Records from a dataset
---
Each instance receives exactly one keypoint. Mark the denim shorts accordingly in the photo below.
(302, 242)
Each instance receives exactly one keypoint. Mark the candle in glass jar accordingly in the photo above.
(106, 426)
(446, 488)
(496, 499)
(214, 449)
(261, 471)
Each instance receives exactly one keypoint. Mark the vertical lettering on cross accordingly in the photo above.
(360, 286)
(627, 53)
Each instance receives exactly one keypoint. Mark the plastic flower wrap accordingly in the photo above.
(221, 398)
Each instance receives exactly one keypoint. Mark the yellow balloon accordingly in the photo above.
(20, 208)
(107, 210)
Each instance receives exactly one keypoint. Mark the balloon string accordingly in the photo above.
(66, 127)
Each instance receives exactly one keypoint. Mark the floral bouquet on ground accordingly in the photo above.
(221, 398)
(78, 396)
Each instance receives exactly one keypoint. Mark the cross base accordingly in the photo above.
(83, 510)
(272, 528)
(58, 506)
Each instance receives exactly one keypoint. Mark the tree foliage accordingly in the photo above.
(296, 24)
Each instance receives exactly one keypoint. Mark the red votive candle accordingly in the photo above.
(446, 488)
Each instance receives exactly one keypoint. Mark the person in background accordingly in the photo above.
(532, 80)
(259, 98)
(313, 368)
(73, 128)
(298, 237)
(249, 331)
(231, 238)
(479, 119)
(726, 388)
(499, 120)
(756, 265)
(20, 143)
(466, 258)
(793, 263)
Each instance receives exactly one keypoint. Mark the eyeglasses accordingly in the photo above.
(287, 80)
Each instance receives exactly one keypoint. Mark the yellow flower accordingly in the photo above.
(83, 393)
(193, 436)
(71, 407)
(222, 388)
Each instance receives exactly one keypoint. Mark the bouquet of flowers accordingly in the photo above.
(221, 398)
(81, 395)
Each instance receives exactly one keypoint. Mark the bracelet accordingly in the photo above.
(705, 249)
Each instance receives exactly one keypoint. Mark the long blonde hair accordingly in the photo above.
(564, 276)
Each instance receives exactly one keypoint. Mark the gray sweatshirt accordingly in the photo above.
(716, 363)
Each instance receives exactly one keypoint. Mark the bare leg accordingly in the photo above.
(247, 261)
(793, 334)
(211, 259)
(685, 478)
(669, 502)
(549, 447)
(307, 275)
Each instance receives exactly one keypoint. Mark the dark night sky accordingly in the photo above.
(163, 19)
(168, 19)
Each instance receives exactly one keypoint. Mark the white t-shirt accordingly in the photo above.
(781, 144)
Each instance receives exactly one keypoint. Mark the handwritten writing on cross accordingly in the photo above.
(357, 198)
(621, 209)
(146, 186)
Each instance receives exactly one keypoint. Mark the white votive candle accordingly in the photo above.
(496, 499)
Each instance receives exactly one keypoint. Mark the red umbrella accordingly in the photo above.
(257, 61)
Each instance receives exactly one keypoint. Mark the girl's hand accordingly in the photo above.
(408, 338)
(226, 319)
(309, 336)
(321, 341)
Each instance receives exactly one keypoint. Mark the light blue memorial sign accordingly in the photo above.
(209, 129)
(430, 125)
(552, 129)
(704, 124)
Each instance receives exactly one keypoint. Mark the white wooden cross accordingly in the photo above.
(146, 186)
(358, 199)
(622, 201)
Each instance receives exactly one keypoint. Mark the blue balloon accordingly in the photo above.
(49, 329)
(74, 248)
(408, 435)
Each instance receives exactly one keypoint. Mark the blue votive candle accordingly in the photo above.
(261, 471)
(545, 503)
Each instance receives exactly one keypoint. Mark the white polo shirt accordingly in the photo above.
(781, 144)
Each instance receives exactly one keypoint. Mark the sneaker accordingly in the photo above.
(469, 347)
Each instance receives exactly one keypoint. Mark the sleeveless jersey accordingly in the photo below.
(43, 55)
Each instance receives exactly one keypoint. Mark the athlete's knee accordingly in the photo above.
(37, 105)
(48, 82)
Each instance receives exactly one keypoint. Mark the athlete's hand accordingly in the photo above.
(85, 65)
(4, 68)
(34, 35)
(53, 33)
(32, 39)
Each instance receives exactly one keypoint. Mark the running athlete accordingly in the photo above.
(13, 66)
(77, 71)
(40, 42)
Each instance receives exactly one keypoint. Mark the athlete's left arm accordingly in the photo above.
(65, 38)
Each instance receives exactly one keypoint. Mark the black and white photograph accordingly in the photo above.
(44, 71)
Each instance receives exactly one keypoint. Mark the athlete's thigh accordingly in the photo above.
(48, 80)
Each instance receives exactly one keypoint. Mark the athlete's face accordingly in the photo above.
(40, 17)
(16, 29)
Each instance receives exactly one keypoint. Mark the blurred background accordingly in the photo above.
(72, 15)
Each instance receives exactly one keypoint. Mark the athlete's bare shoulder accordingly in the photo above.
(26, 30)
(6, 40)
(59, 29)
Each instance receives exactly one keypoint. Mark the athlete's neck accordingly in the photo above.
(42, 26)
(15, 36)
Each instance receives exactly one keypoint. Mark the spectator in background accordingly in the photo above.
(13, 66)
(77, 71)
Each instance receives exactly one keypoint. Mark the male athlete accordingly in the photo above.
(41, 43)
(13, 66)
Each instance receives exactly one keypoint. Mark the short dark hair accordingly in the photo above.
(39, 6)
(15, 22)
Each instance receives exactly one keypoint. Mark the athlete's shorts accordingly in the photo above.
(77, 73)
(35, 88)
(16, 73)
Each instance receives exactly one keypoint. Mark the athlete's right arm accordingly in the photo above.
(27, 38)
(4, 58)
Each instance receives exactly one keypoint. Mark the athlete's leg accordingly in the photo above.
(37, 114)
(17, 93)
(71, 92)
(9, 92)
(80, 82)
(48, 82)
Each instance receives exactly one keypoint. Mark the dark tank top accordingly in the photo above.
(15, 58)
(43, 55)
---
● BRIEF: Retype every line of the records above exactly, without changing anything.

● ANSWER:
Each instance receives exactly one keypoint. Mark the denim shorts accordingly in the photo below.
(302, 242)
Each instance receives exactly one keypoint. Mark the candle in glass jar accordingly in the photo above.
(106, 426)
(446, 488)
(496, 499)
(214, 449)
(261, 471)
Each instance receives exactly one keypoint. Mark the vertical lettering on cross accordingly in the photo above.
(360, 286)
(627, 53)
Each instance receives exactly one keypoint. Mark the plastic flower wrap accordingly in the photo above.
(221, 398)
Each instance receives exactly one keypoint. Mark the yellow balloon accordingly in the photo above.
(20, 208)
(107, 210)
Each instance receives exactly one keypoint. Mark the balloon string accordingly in the photo above.
(66, 127)
Each instance receives exactly one keypoint. Mark the floral bouquet on ground accordingly in the photo above.
(221, 398)
(78, 396)
Each instance receives exactly one keypoint. Mark the cross base accordingly in the photo above.
(83, 510)
(272, 528)
(58, 506)
Each instance receives exactly one keypoint. Mark the tree foliage accordingly in the photo above.
(296, 24)
Each instance receives exactly one keypoint. Mark the red votive candle accordingly in the photo above.
(446, 488)
Each instance receives exactly one keypoint. Mark the person in background accordingly in the photo above.
(532, 80)
(259, 98)
(313, 368)
(73, 128)
(298, 237)
(249, 331)
(231, 238)
(479, 119)
(726, 388)
(499, 120)
(756, 265)
(20, 143)
(466, 258)
(793, 263)
Each instance receives exactly one keypoint. Mark the eyeglasses accordingly in the photo above.
(287, 80)
Each instance receives exactly one keypoint. Mark the yellow flower accordingly in the photo above.
(83, 393)
(193, 436)
(71, 407)
(222, 388)
Each instance receives exactly one keypoint. Mark the bouquet of flowers accordingly in the photo above.
(221, 398)
(81, 395)
Each instance receives exactly one keypoint. Mark the bracelet accordingly in the photo above.
(705, 249)
Each instance receives exactly one keypoint. Mark the long blonde hair accordingly in the photo above.
(564, 276)
Each instance receives exactly one keypoint. Mark the gray sweatshirt accordingly in the photo above.
(716, 363)
Each instance receives exactly one keypoint. Mark the bare leg accordingly in the photo above.
(247, 261)
(793, 334)
(211, 259)
(685, 478)
(669, 502)
(549, 447)
(307, 275)
Each instance receives exactly one keypoint. Mark the dark night sky accordingly in the photo above.
(163, 19)
(168, 19)
Each instance receives exactly one keypoint. Mark the white t-shirt accordingly in the photo above.
(781, 144)
Each instance receives exactly one keypoint. Mark the handwritten writing on cross accordingly in the photo above.
(357, 198)
(621, 209)
(146, 186)
Each instance receives exactly one keypoint. Mark the white votive candle accordingly in the photo above.
(496, 499)
Each instance receives exactly one keypoint. Mark the red umbrella accordingly in the photo above.
(257, 61)
Each instance receives exactly one keypoint. Mark the girl's hand accordingly in the photo above.
(408, 338)
(226, 319)
(309, 336)
(321, 341)
Each instance receives exactly one keypoint. Mark the light blue memorial sign accordingly in the photo above.
(209, 129)
(430, 125)
(552, 129)
(704, 124)
Each instance receives exactly one keypoint. Mark the white wooden cross accordingly in the photo above.
(146, 186)
(358, 199)
(622, 201)
Each instance receives exactly one keypoint. Mark the blue balloon accordingly in the photo above.
(49, 329)
(74, 248)
(408, 435)
Each instance receives exactly one keypoint. Mark the blue votive candle accordingly in the photo above.
(261, 471)
(545, 503)
Each instance receives exactly one keypoint. Mark the white polo shirt accordingly in the photo above.
(781, 144)
Each instance receives exactly one keypoint. Mark the sneaker accordingly in the photo above.
(469, 347)
Each instance receives exactly one keypoint. Mark the sleeveless jersey accordingly in the photo below.
(43, 55)
Each instance receives exactly one keypoint. Mark the athlete's knee accordingly in the photo above.
(37, 105)
(48, 82)
Each instance receives exactly one keypoint. Mark the athlete's hand accordingly in the photo above.
(85, 65)
(4, 68)
(34, 35)
(53, 33)
(32, 39)
Each instance receives exactly one keypoint. Mark the running athlete accordingly in the photo above.
(13, 66)
(77, 71)
(40, 42)
Each instance receives exactly one keypoint. Mark the athlete's left arm accordingly in the photo above.
(65, 38)
Each instance receives exactly one keypoint. Mark the black and white photograph accordingly in the photo above.
(44, 71)
Each instance receives exactly one keypoint. Mark the athlete's thigh accordingly in the photo above.
(48, 80)
Each instance receives exactly one keypoint. Mark the athlete's face accordingly in the photo above.
(40, 17)
(16, 29)
Each instance receives exactly one keypoint. Mark the blurred background accordingly in the photo above.
(72, 15)
Each instance receives exactly one keypoint. Mark the athlete's bare shoulder accordingly in the photo above.
(26, 30)
(6, 40)
(59, 29)
Each instance receives exactly one keypoint. Mark the athlete's neck accordingly in the photo above.
(42, 26)
(15, 36)
Each instance receives exactly one keypoint. Mark the spectator in background accordingly in the photo above.
(13, 66)
(77, 71)
Each instance receives exactly one keypoint. Mark the male athlete accordingly in the photo above.
(41, 43)
(13, 66)
Each instance receives exactly one keypoint. Mark the short dark hair accordingly in the photo above.
(39, 6)
(15, 22)
Each instance receives exactly one keypoint. Mark the athlete's shorts accordingly in the photo above.
(77, 73)
(35, 88)
(16, 73)
Each instance receives exactly one keypoint. Mark the athlete's right arm accordingly in the photo above.
(27, 38)
(4, 58)
Each instance receives exactly one keypoint. Mark the athlete's leg accordingly in the photo above.
(37, 114)
(17, 93)
(71, 92)
(9, 92)
(80, 82)
(48, 82)
Each instance receives exactly one keypoint. Mark the dark tank top accordingly in the photo above.
(15, 58)
(43, 55)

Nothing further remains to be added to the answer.